**What needs to be done**
Rewrite the rows below with "Give a point" changed to "Supply a point" wherever it occurs, leaving everything else unchanged.

-- start of Data shown --

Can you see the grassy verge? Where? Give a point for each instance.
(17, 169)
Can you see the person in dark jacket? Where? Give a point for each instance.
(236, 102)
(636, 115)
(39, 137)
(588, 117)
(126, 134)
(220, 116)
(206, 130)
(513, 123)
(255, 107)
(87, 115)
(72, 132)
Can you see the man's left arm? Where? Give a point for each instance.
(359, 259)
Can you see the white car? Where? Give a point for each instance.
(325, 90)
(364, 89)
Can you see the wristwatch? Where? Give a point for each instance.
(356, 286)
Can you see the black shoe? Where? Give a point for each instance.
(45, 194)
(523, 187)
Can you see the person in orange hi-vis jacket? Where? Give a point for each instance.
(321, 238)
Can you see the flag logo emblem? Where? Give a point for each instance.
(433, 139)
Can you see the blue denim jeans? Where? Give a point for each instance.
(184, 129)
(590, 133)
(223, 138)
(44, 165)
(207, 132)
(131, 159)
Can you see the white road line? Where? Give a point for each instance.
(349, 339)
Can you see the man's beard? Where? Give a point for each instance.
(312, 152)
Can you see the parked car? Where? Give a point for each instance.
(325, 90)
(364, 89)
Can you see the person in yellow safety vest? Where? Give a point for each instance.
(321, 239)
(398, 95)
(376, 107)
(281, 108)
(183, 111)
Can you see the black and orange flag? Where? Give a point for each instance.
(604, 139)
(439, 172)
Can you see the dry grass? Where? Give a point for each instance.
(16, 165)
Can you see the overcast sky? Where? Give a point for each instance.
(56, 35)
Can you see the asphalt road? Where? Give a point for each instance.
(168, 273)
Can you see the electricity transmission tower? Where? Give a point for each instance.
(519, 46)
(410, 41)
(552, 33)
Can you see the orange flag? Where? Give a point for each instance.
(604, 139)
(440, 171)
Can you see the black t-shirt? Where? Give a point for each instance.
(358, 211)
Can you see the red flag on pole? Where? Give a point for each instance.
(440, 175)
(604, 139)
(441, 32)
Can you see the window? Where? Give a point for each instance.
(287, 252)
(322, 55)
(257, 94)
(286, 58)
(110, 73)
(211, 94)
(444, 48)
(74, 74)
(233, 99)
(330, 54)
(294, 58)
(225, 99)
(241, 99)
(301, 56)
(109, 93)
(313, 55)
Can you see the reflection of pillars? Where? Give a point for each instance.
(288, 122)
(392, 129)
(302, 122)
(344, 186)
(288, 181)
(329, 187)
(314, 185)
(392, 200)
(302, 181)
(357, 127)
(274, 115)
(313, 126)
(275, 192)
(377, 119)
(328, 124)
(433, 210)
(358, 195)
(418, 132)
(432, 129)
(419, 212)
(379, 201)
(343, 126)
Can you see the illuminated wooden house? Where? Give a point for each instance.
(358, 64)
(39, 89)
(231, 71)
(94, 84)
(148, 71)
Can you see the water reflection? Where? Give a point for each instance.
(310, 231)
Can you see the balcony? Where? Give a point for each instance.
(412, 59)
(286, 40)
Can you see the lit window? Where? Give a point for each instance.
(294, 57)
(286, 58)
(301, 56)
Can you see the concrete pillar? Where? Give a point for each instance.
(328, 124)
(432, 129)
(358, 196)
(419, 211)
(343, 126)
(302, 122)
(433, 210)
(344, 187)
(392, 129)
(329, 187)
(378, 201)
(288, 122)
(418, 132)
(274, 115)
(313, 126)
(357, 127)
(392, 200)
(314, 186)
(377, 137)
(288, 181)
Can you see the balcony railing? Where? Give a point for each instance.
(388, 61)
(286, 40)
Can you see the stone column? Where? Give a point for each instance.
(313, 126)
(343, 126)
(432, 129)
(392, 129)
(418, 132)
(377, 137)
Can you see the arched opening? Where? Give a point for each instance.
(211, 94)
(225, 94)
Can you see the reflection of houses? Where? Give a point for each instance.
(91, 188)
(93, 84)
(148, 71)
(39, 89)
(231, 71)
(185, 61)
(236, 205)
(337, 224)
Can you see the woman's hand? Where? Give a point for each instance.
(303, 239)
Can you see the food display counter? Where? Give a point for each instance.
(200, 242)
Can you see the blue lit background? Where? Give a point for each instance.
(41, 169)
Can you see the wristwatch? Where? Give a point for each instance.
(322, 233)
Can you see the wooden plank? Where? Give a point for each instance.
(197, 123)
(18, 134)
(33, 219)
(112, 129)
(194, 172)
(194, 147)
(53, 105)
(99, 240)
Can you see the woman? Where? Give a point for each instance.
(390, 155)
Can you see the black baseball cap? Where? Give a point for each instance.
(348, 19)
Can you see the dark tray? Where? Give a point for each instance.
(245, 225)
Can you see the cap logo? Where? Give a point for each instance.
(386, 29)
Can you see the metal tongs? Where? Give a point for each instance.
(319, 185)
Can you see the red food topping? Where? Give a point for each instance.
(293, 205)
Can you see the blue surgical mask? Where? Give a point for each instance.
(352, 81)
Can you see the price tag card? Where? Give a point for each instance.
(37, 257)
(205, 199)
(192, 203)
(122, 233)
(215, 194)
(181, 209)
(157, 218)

-- end of Data shown --

**Right answer**
Can you see the grassy verge? Where? Supply a point for each instance.
(17, 169)
Can you see the person in dark jacket? Where? Supply a point for each instance.
(236, 102)
(636, 115)
(39, 137)
(588, 117)
(126, 134)
(220, 116)
(206, 130)
(513, 123)
(255, 107)
(87, 115)
(72, 132)
Can you see the man's left arm? Where? Supply a point for each instance.
(359, 259)
Can you see the white car? Where? Supply a point for each instance.
(325, 90)
(364, 89)
Can you see the wristwatch? Where? Supply a point for each instance.
(356, 286)
Can you see the black shoe? Where? Supply a point for each instance.
(45, 194)
(523, 187)
Can you see the person in orange hi-vis jacket? Where? Supply a point for each instance.
(321, 238)
Can you see the flag logo emblem? Where? Supply a point for each instance.
(433, 139)
Can you see the blue denim jeans? Where? Supply a point for each instance.
(184, 129)
(590, 133)
(223, 138)
(44, 165)
(207, 132)
(131, 159)
Can you see the white road line? Where? Supply a point for each instance.
(349, 339)
Can you see the man's beard? Where? Supply a point for each instance.
(312, 152)
Can you see the parked car? Where? Supply a point for each instance.
(325, 90)
(364, 89)
Can you see the person in yellow safety vest? Where? Supply a point for each instance.
(321, 239)
(398, 95)
(376, 107)
(281, 108)
(183, 111)
Can you see the black and orange flag? Where? Supply a point for each instance.
(604, 139)
(439, 172)
Can you see the dry grass? Where? Supply a point for each instance.
(16, 165)
Can you see the overcast sky? Where? Supply a point for each instance.
(56, 35)
Can you see the asphalt road? Where? Supply a point for each instance.
(168, 273)
Can you see the electricity transmission tower? Where? Supply a point for each instance.
(519, 46)
(410, 41)
(552, 33)
Can you see the orange flag? Where? Supply a point for each instance.
(604, 139)
(440, 171)
Can you see the black t-shirt? Where? Supply a point for each instance.
(358, 211)
Can you see the red flag on pole? Where? Supply a point for each instance.
(440, 175)
(604, 139)
(441, 32)
Can you see the window? Where? Supply a point for each instance.
(287, 252)
(322, 55)
(257, 94)
(286, 58)
(110, 73)
(211, 94)
(444, 48)
(74, 74)
(233, 99)
(330, 54)
(294, 58)
(225, 99)
(241, 99)
(301, 56)
(109, 93)
(313, 55)
Can you see the reflection of pillars? Where? Supply a point for each instance.
(288, 122)
(392, 129)
(302, 122)
(344, 186)
(288, 181)
(329, 187)
(314, 185)
(392, 200)
(302, 181)
(357, 127)
(274, 115)
(313, 126)
(275, 192)
(377, 119)
(328, 124)
(433, 210)
(358, 195)
(418, 132)
(432, 129)
(419, 212)
(379, 201)
(343, 126)
Can you see the illuminated wooden house? Where? Supply a point for each instance.
(358, 64)
(39, 89)
(231, 71)
(94, 84)
(148, 71)
Can you see the water reflection? Where? Supply a point for each instance.
(310, 231)
Can you see the balcony? Where? Supply a point for each instance.
(412, 59)
(286, 40)
Can you see the lit window? Where? Supply a point for each instance.
(294, 57)
(286, 58)
(301, 56)
Can you see the concrete pillar? Where? Supply a point for each instance.
(328, 124)
(432, 129)
(358, 196)
(419, 211)
(343, 126)
(302, 122)
(433, 210)
(344, 187)
(392, 129)
(329, 187)
(378, 201)
(288, 122)
(418, 132)
(274, 115)
(313, 126)
(357, 127)
(392, 200)
(314, 186)
(377, 137)
(288, 181)
Can you see the balcony railing? Where? Supply a point for each instance.
(388, 61)
(286, 40)
Can you see the stone column? Where? Supply a point for each instance.
(313, 126)
(343, 126)
(432, 129)
(392, 129)
(418, 132)
(377, 137)
Can you see the arched opening? Where? Supply a point for each instance.
(211, 94)
(225, 94)
Can you see the reflection of houses? Where? Supply a point for each instance.
(91, 188)
(93, 84)
(148, 71)
(39, 89)
(231, 71)
(185, 61)
(236, 205)
(337, 224)
Can you see the woman's hand? Where? Supply a point for each instance.
(303, 239)
Can you see the food display counter? Where? Supply a point for each instance.
(200, 242)
Can you see the blue lit background? Where? Supply a point for each instance.
(41, 169)
Can you see the wristwatch? Where? Supply a point for each instance.
(322, 233)
Can you see the wooden plank? Where? Supply a point for each instance.
(197, 123)
(18, 134)
(33, 219)
(112, 129)
(194, 172)
(194, 147)
(53, 105)
(99, 240)
Can you see the woman? Where? Supply a point for each instance.
(390, 155)
Can you see the black baseball cap? Where? Supply a point for each instance.
(348, 19)
Can you see the dark tray? Where? Supply a point for each instance.
(245, 225)
Can you see the cap logo? Where? Supply a point for each instance.
(386, 29)
Can you see the metal tongs? Where? Supply a point for each instance.
(319, 185)
Can you see the red food topping? Where? Supply a point for each instance.
(293, 205)
Can you see the blue surgical mask? Where? Supply a point for each instance.
(352, 81)
Can you see the price tag card? Where? Supply a point for each instance.
(37, 257)
(205, 199)
(192, 203)
(122, 233)
(215, 194)
(181, 209)
(157, 218)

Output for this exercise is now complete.